═════ Data to process

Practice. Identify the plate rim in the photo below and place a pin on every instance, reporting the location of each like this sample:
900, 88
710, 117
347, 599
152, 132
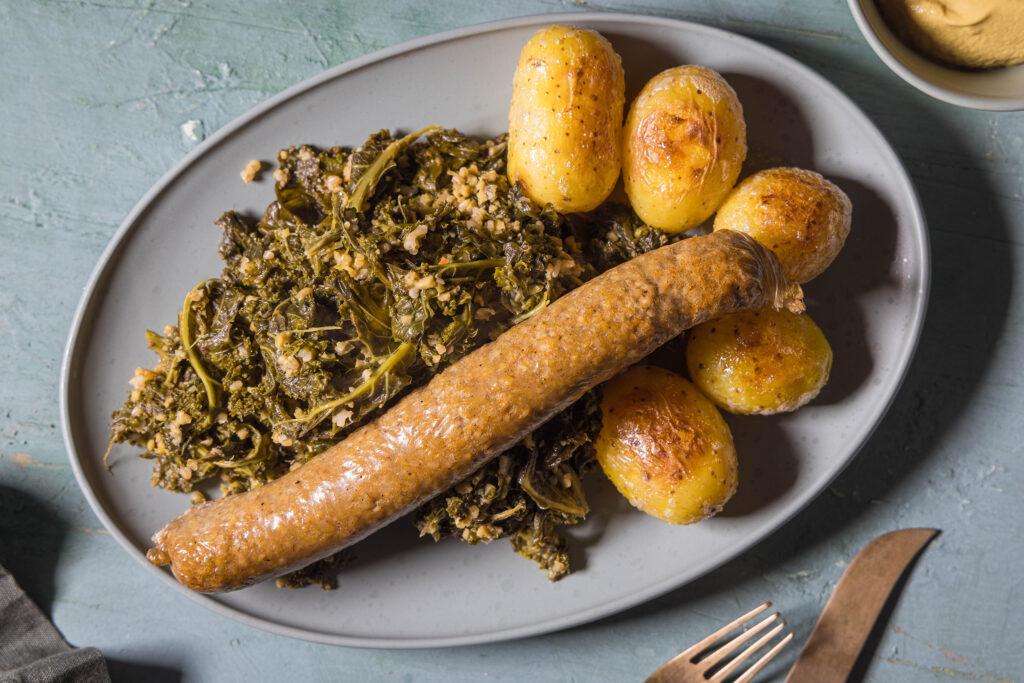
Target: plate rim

══════════

**Request**:
Could you write out all the data above word for word, leaving out the picture?

**Correct result**:
Practice. Identify the plate rim in the photo below and place a pin on every instance, reporting the location of each like this sample:
900, 88
710, 117
347, 599
152, 132
Target: plate rim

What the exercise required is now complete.